━━━━━ 提示された文章 ━━━━━

取材チームを温かく迎えてくださった藤井寛先生は、「ひざを崩して」と言いながらとても気さくに取材を受けてくださいました。
「親父が下絵屋をやっていましたんで、中学の頃から下絵の手伝いはしていたんです」と穏やかな調子でお話が始まりました。大学を出てからは誂えを中心に一人でこっこつやっていたそうです。
「昭和34年頃になると水商売もだんだんと景気がよおなって、粋な着物を作ったら流行るやろと白黒で染め分けをしたり……、下絵を描けたのでね。引き染め屋さんもヒマですぐにやってくれたし。それで火がついて忙しくなって3年くらいはやっていたんです」
その後、それだけではいけないと、墨描きの鼠の濃淡など、次々に新しいものを生み出しているうちにだんだん職人も増えていったそうです。弟子が増えてくると、失敗してもリスクの小さい下前から染めを始めるのが普通ですが、藤井先生はいきなり「上前からやってくれ」という指示で、失敗できない責任ある仕事を与えたそうです。そうすると職人たちは自分で考えながら一所懸命にやるようになる。そうして、弟子たちは他の工房の職人たちよりも力が早くついていったといいます。
そうして、少しずついろいろな作品を生み出していき、昭和42年には「富宏染工」という会社組織になりました。
友禅をするようになると色分けを雲取りでやろうということで、最初、付下げで5~6色作ったところそれが大ブレーク。そして外注に出して分業していたさまざまな仕事を徐々に自社でやるようになります。分業が当たり前の京友禅の世界では、かなり斬新で異例なことでした。
「雲を作るんやったらええ雲を作れ~と言い続けて仕事をしてきたら、今のようなことになりました」と笑う藤井先生。皇室の方のきもののことを尋ねると、「呉服屋さんはいろいろな方の作品をお見せになったんやと思いますが、たまたま皇室の方に選んでいただいた」と謙虚に語りながらそれぞれのエピソードを懐かしそうに、愛おしそうに語ってくれました。
「訪問着にしても振袖にしても、淡いピンク地が多いのですが、私のピンクはピンクかどうか分からない色に指定しているんです。ピンクと一言で言うても20~30くらいのピンクを使って、中には胡粉を入れたりして、色がムックリになるように、40歳になっても50歳になっても着られるピンクを染めているんです」と、色や染めの話になると語りが力強くなっていきます。無地の場所は柄を糊で伏せておき、大きな刷毛でシャッシャッと引き染めをするのが普通の染め方ですが、富宏染工ではどんなに広い無地場でも、細い刷毛で細かい絵柄の部分と同様に丁寧に色を挿していきます。逆にどんなに細い線でも筆を使わず同じ刷毛を使います。

━━━━━ データ一覧 ━━━━━

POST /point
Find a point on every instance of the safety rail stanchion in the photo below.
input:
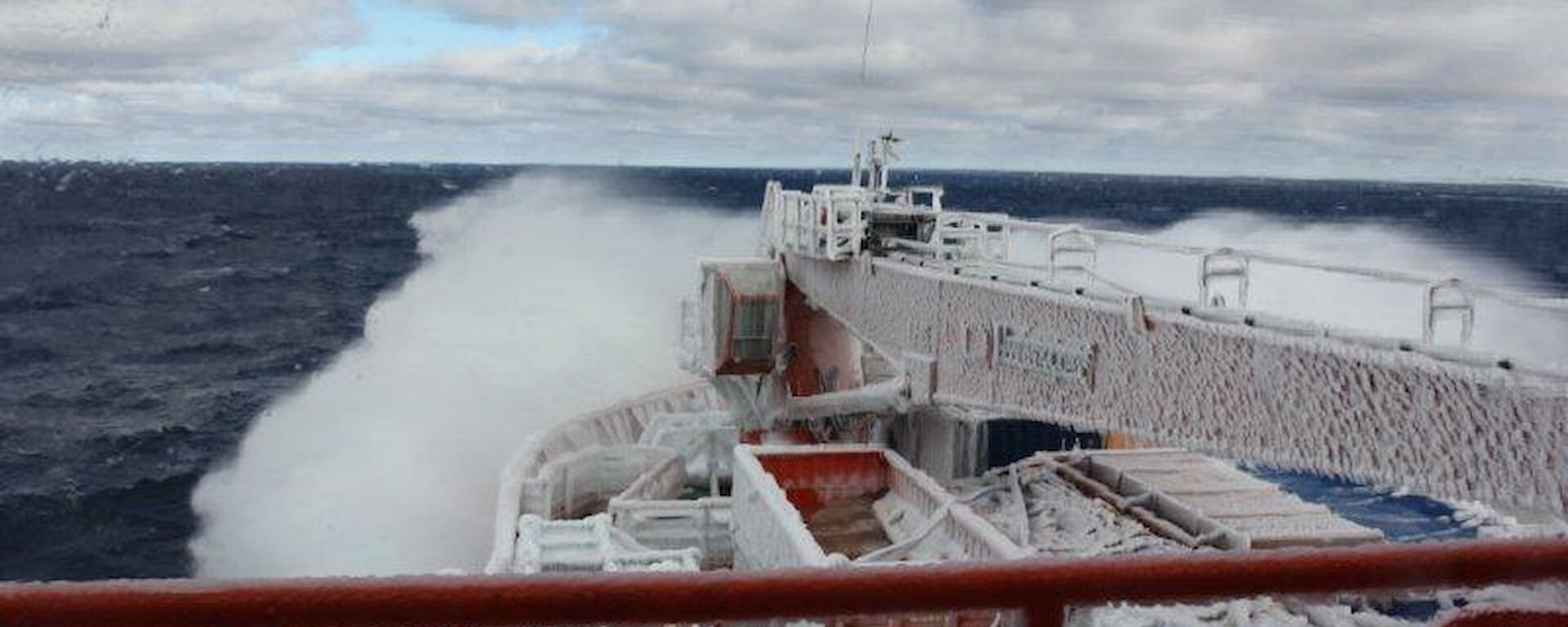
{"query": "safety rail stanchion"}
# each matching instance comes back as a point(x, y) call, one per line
point(1032, 585)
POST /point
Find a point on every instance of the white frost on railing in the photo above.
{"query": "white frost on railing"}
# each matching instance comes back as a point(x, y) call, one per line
point(617, 425)
point(835, 223)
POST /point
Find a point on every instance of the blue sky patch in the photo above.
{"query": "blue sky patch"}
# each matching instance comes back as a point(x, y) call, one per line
point(400, 33)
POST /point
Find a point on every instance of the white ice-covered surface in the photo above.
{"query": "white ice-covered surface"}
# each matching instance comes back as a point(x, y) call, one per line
point(621, 424)
point(1065, 522)
point(1355, 410)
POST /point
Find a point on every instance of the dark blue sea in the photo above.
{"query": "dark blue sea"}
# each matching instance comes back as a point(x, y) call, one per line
point(148, 313)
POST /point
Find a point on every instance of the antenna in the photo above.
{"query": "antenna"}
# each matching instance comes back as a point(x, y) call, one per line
point(866, 51)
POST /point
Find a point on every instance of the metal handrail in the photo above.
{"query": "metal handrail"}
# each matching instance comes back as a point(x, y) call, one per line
point(1043, 588)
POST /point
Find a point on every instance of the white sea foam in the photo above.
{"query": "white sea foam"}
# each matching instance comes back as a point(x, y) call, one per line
point(545, 298)
point(533, 301)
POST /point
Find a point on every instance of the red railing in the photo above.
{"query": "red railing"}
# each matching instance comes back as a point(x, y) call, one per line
point(1041, 588)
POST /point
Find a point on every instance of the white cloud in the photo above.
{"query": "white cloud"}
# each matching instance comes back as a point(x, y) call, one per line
point(1392, 88)
point(61, 41)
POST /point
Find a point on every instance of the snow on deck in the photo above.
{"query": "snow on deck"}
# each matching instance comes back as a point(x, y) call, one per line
point(1208, 499)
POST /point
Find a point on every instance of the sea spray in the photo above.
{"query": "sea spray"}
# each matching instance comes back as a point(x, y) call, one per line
point(535, 301)
point(546, 298)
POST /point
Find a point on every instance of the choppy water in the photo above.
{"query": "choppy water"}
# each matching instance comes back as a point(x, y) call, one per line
point(148, 313)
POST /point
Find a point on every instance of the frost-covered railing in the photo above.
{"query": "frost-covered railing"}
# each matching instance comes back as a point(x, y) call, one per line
point(825, 223)
point(976, 538)
point(768, 530)
point(1063, 257)
point(617, 425)
point(835, 223)
point(586, 480)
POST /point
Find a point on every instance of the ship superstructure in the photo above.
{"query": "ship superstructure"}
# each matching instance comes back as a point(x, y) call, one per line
point(898, 383)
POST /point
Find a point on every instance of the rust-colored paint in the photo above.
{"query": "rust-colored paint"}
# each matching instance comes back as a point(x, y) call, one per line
point(802, 373)
point(811, 480)
point(1037, 585)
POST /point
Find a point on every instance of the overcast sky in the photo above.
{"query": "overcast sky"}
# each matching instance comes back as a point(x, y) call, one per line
point(1327, 88)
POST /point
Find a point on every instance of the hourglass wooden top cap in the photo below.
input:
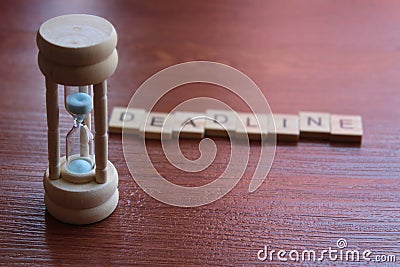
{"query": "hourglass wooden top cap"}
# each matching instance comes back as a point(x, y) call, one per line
point(76, 40)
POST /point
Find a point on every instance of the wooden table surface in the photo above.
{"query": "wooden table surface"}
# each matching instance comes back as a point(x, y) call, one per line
point(332, 56)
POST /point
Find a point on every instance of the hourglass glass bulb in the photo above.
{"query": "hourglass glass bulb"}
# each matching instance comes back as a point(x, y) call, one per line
point(79, 140)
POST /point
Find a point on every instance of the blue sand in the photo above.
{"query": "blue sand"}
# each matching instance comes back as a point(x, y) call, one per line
point(79, 166)
point(79, 103)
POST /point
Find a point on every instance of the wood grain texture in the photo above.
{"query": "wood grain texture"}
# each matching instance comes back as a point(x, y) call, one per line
point(332, 56)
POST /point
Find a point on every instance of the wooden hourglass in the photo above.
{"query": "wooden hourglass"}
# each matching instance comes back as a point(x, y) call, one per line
point(78, 51)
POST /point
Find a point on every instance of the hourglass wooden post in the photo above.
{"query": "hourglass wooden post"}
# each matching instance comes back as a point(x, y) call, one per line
point(78, 51)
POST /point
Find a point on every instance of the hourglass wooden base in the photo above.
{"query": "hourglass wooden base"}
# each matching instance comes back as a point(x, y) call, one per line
point(81, 203)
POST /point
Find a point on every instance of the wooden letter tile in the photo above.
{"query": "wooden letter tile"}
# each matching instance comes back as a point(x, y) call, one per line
point(132, 117)
point(247, 126)
point(224, 117)
point(314, 125)
point(287, 127)
point(346, 128)
point(188, 125)
point(157, 125)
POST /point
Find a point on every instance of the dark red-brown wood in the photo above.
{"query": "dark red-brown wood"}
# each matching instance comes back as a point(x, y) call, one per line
point(332, 56)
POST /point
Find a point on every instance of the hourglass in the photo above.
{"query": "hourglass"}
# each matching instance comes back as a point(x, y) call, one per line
point(78, 51)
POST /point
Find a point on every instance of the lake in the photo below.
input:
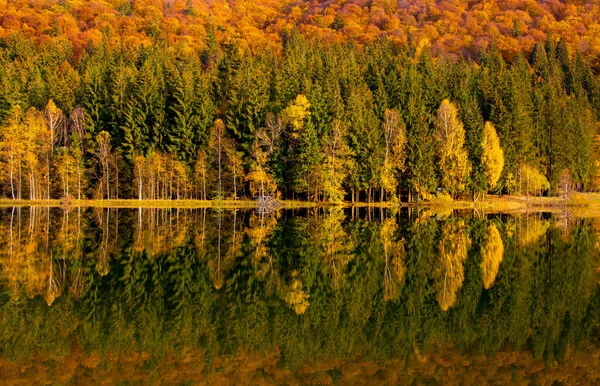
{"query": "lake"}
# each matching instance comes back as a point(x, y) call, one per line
point(308, 296)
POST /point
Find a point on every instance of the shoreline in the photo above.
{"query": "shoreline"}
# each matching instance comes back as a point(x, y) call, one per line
point(583, 201)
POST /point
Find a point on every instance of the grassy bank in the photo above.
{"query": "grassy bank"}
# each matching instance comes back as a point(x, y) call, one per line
point(243, 204)
point(585, 201)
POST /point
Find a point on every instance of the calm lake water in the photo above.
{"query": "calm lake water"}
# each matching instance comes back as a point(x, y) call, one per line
point(313, 296)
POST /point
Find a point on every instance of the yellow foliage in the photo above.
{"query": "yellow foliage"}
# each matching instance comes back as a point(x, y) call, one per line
point(492, 253)
point(493, 155)
point(449, 274)
point(532, 181)
point(452, 155)
point(394, 253)
point(295, 296)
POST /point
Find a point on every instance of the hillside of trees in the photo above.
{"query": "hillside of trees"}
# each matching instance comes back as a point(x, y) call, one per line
point(150, 116)
point(456, 27)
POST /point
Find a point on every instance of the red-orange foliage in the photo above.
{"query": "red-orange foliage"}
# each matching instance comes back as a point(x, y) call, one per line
point(456, 27)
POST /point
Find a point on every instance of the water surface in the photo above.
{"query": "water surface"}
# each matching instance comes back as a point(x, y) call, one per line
point(324, 295)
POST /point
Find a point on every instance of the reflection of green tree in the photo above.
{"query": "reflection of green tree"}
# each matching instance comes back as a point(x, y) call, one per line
point(449, 274)
point(492, 252)
point(544, 296)
point(336, 245)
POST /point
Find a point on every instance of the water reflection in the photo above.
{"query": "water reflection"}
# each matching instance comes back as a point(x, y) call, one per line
point(295, 288)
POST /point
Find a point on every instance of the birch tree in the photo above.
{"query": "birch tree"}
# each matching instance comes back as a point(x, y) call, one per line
point(453, 160)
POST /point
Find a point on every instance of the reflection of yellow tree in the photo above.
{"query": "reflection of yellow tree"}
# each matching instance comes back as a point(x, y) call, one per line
point(295, 296)
point(260, 229)
point(491, 254)
point(449, 273)
point(394, 255)
point(26, 260)
point(336, 244)
point(221, 262)
point(159, 231)
point(107, 243)
point(531, 230)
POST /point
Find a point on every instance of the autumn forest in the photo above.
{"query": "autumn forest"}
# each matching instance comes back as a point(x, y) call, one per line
point(361, 101)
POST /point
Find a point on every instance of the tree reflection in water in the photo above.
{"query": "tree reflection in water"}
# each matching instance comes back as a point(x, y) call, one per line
point(138, 292)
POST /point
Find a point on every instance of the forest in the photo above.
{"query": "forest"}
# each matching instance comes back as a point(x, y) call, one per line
point(137, 291)
point(303, 117)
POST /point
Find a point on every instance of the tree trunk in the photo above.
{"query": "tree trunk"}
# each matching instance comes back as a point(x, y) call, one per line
point(12, 178)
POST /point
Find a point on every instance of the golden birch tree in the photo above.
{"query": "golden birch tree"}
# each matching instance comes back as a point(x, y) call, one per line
point(453, 160)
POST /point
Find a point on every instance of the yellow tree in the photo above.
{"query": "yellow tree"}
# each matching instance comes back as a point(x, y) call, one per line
point(54, 119)
point(453, 160)
point(139, 168)
point(217, 143)
point(66, 167)
point(534, 182)
point(492, 253)
point(234, 164)
point(200, 171)
point(336, 151)
point(493, 155)
point(395, 142)
point(34, 133)
point(11, 145)
point(104, 156)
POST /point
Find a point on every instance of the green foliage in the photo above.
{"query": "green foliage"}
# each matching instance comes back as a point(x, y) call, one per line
point(385, 99)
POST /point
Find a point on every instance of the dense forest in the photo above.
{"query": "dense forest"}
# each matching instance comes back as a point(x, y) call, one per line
point(322, 119)
point(173, 292)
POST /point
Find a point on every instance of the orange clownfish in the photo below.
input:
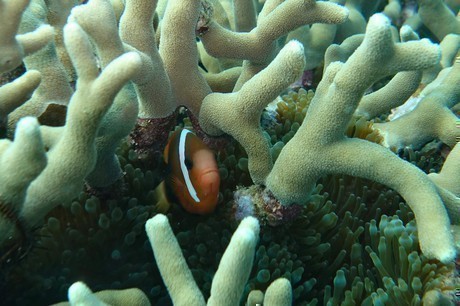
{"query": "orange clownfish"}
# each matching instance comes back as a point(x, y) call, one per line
point(194, 178)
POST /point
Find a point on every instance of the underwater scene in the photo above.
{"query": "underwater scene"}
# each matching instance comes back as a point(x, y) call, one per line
point(229, 152)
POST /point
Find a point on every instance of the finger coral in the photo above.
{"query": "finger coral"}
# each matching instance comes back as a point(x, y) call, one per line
point(334, 125)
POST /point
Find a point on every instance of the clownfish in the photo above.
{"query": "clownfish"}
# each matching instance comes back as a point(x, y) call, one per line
point(194, 177)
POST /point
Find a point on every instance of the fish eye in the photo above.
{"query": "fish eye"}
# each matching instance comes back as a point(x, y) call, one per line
point(188, 163)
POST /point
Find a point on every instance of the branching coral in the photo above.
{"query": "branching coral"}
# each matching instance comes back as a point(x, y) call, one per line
point(220, 64)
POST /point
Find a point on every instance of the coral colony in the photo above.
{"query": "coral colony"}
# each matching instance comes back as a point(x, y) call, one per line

━━━━━

実施する作業 -
(1) 藤井寛先生の取材記事のうち、「取材チームを温かく迎えてくだ」を含む語句で始まり「早くついていったといいます。」で終わる部分を、一字も変えずに返せ。
(2) 藤井寛先生の取材記事によると、昭和42年に発足した会社組織の名前は何か。
(3) 藤井寛先生の取材記事を、最後の文の続きから書き進めてください。

回答 -
(1)
取材チームを温かく迎えてくださった藤井寛先生は、「ひざを崩して」と言いながらとても気さくに取材を受けてくださいました。
「親父が下絵屋をやっていましたんで、中学の頃から下絵の手伝いはしていたんです」と穏やかな調子でお話が始まりました。大学を出てからは誂えを中心に一人でこっこつやっていたそうです。
「昭和34年頃になると水商売もだんだんと景気がよおなって、粋な着物を作ったら流行るやろと白黒で染め分けをしたり……、下絵を描けたのでね。引き染め屋さんもヒマですぐにやってくれたし。それで火がついて忙しくなって3年くらいはやっていたんです」
その後、それだけではいけないと、墨描きの鼠の濃淡など、次々に新しいものを生み出しているうちにだんだん職人も増えていったそうです。弟子が増えてくると、失敗してもリスクの小さい下前から染めを始めるのが普通ですが、藤井先生はいきなり「上前からやってくれ」という指示で、失敗できない責任ある仕事を与えたそうです。そうすると職人たちは自分で考えながら一所懸命にやるようになる。そうして、弟子たちは他の工房の職人たちよりも力が早くついていったといいます。

(2) 富宏染工

(3)
「小さい刷毛で細かく塗っているので、濃い色薄い色にかかわらず深~い色が出ます。生地も上等の生地でないと、経糸でも巻き糸が入っているので、巻き糸の外側だけ染まって深みがなくなってしまう。1回の蒸しでは濃い色はあかんけど、何度も蒸したら芯の色まで発色して、深い色になっていくんです。比べても~たら分かるということでやっています」 引き染めをすれば1時間で終わる仕事も、深い色を求めて一つひとつ挿していくと何倍もの時間がかかります。
「花びらを塗るように刷毛ですべてしますので、8色入ろうが、10色入ろうができるのですが、その刷毛などを作る職人さんがどんどん辞めはって、もう2~3人しかおらんようになっているのが心配です」と、道具や若い人たちの成長に胸を痛めていることなども率直にお話しいただきました。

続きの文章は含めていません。